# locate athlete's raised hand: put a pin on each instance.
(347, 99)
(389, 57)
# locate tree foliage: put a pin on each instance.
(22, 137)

■ ■ ■ ■ ■ ■ ■

PROBLEM STATEMENT
Copy out each of the records above word for word.

RESPONSE TO THIS TASK
# locate athlete's raised hand: put a pin on each instance.
(347, 99)
(389, 57)
# locate tree foliage: put a pin on each instance.
(22, 137)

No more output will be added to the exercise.